╔══

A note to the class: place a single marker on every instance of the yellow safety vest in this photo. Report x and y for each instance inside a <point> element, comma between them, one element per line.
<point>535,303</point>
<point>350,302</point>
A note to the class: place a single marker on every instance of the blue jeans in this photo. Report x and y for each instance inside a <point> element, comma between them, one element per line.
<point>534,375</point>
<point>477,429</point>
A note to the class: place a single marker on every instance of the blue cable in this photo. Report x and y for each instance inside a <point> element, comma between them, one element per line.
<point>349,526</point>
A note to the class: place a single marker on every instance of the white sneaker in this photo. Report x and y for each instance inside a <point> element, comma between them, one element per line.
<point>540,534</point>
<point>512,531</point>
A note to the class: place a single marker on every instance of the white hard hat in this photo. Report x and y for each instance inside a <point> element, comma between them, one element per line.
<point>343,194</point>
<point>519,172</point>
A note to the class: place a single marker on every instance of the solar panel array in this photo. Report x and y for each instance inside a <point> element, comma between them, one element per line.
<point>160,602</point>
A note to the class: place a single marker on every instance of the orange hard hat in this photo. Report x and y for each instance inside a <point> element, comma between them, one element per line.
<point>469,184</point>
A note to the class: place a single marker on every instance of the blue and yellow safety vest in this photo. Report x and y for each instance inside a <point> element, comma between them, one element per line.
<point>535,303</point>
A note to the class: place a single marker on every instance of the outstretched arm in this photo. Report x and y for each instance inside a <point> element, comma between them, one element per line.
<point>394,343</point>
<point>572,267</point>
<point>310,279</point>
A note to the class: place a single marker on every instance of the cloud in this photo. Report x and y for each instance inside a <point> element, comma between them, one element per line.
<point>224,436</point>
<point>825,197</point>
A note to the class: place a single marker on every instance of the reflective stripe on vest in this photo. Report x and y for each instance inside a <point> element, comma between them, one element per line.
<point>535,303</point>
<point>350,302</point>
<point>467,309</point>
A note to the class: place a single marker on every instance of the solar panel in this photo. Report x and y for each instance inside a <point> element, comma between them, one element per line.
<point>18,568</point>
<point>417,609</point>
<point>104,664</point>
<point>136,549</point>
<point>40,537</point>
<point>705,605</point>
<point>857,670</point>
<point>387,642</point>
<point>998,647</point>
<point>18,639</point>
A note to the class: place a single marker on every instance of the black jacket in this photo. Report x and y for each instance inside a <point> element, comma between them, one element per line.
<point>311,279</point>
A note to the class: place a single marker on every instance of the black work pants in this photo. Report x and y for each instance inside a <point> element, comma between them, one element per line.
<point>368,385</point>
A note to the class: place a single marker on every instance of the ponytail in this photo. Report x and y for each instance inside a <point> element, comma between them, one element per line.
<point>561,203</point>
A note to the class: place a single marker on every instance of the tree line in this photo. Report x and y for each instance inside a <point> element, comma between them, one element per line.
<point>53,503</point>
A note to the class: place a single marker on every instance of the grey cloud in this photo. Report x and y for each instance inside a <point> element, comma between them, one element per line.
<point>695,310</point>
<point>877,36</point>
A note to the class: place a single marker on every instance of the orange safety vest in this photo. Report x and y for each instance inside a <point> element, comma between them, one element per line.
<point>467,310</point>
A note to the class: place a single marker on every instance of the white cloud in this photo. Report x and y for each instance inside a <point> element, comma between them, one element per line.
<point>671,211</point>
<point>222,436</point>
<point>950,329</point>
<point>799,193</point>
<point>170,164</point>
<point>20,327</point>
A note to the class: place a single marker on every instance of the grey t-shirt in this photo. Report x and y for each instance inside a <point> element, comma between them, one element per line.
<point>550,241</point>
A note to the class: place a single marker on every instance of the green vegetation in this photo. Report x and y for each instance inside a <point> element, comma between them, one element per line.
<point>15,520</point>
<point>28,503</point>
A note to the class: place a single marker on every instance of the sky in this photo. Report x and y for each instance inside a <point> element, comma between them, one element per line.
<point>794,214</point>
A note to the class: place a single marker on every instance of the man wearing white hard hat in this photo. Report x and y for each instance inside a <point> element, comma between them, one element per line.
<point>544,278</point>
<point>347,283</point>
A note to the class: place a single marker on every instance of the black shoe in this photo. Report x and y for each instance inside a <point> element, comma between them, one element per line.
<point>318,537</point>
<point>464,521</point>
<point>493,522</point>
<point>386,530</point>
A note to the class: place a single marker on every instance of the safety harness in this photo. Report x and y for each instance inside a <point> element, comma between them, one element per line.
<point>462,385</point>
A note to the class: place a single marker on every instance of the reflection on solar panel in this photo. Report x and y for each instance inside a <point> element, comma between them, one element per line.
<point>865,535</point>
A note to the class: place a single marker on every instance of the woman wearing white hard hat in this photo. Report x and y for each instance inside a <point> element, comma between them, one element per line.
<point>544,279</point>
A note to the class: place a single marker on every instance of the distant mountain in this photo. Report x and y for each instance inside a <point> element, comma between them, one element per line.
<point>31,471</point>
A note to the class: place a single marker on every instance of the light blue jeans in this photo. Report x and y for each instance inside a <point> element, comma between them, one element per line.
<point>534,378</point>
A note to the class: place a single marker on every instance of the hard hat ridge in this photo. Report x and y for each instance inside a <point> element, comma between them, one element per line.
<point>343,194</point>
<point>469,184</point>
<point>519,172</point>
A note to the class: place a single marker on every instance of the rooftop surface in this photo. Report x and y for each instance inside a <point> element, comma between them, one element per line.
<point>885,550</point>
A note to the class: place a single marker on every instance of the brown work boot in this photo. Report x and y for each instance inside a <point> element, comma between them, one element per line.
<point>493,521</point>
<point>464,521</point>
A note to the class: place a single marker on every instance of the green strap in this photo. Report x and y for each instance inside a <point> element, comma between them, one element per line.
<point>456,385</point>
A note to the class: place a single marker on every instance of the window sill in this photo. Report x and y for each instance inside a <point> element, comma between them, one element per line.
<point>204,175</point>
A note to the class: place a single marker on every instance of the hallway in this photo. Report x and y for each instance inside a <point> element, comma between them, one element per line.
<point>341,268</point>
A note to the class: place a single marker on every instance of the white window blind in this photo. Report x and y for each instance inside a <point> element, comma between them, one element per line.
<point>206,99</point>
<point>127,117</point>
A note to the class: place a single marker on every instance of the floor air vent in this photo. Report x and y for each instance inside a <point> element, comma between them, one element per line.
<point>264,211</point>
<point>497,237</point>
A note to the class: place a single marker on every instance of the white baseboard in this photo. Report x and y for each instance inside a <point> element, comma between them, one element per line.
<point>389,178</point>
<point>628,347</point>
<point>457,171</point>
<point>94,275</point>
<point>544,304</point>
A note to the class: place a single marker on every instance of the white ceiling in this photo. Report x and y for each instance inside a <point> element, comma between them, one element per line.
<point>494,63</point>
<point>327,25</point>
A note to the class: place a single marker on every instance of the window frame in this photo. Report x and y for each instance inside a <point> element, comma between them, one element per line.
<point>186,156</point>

╚══
╔══

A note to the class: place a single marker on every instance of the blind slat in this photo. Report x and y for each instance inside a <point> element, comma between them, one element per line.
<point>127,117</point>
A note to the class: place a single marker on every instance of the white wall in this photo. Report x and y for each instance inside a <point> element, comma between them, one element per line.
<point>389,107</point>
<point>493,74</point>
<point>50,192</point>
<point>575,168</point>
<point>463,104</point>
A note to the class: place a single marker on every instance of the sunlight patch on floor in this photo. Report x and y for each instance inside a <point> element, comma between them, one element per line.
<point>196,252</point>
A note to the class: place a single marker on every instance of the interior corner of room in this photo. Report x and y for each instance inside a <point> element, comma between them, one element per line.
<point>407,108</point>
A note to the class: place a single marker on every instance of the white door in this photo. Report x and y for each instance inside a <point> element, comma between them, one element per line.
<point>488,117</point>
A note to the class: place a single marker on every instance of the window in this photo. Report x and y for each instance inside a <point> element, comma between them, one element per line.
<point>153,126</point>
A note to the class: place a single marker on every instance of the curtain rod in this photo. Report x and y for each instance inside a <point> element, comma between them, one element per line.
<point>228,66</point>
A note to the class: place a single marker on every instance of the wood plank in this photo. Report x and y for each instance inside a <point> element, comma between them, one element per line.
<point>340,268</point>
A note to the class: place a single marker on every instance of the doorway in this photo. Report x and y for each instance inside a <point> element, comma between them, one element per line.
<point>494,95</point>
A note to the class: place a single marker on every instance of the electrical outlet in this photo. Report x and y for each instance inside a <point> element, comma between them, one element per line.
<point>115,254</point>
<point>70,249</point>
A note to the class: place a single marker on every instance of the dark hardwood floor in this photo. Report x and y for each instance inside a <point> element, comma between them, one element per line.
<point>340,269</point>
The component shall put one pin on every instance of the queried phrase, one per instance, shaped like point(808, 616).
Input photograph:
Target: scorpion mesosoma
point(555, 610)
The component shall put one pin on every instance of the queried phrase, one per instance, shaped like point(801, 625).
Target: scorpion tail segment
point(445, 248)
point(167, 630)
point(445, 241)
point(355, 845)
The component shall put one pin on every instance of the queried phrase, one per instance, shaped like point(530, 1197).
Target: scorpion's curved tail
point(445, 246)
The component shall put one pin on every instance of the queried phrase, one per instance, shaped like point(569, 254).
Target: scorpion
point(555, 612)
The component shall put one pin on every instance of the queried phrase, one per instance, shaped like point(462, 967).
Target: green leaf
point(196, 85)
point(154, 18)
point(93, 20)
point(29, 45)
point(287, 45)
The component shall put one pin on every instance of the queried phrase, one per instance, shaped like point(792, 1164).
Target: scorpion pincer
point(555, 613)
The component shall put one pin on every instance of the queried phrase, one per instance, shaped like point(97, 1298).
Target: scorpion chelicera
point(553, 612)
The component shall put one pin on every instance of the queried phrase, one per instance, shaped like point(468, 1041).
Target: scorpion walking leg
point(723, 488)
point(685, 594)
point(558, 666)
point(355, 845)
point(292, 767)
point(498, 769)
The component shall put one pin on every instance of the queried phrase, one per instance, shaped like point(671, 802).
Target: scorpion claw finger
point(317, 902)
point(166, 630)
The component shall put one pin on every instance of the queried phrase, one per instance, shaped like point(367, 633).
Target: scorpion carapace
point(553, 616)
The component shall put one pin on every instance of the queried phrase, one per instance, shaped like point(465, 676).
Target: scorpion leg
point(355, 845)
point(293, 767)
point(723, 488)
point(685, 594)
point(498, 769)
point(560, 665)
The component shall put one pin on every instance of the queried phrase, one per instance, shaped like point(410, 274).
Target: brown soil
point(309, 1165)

╚══
╔══

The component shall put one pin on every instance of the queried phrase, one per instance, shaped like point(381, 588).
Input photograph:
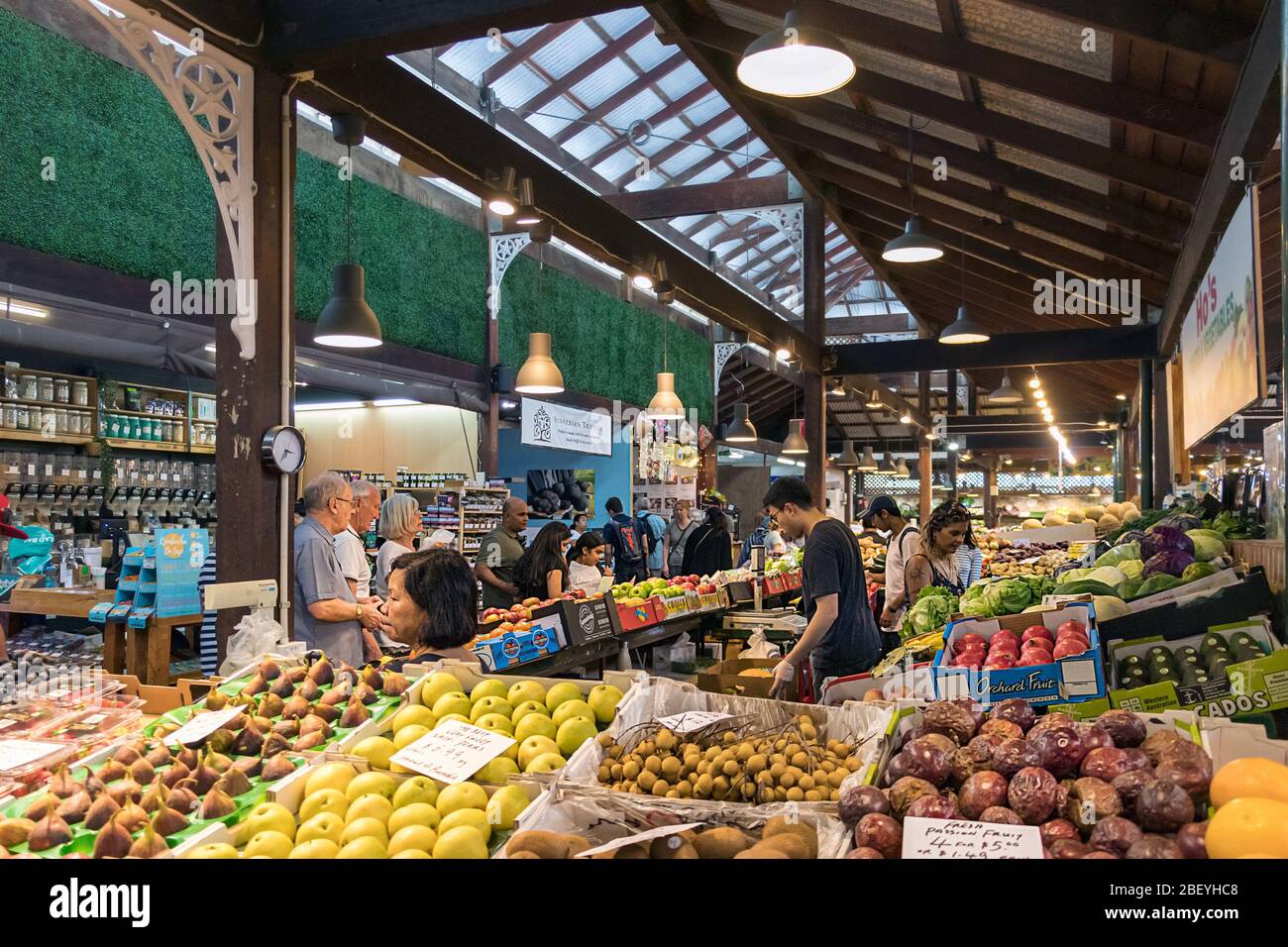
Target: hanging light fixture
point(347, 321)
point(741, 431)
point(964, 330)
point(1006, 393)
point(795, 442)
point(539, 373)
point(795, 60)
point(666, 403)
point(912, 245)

╚══

### What you should do
From the listing above, return the lines starting at the one with "Target: scorpion carapace" and ending at the one with "like point(410, 274).", both kept, exactly as they appear and nothing more.

### Written answer
Target: scorpion carapace
point(553, 616)
The component shall put one pin on every instance of the queried phrase, one per instance, shaped like point(465, 676).
Target: scorpion leg
point(355, 845)
point(293, 767)
point(723, 488)
point(685, 594)
point(498, 769)
point(560, 665)
The component shall put one pin on every instance of the queried phrase, one per instance, shaped like point(410, 274).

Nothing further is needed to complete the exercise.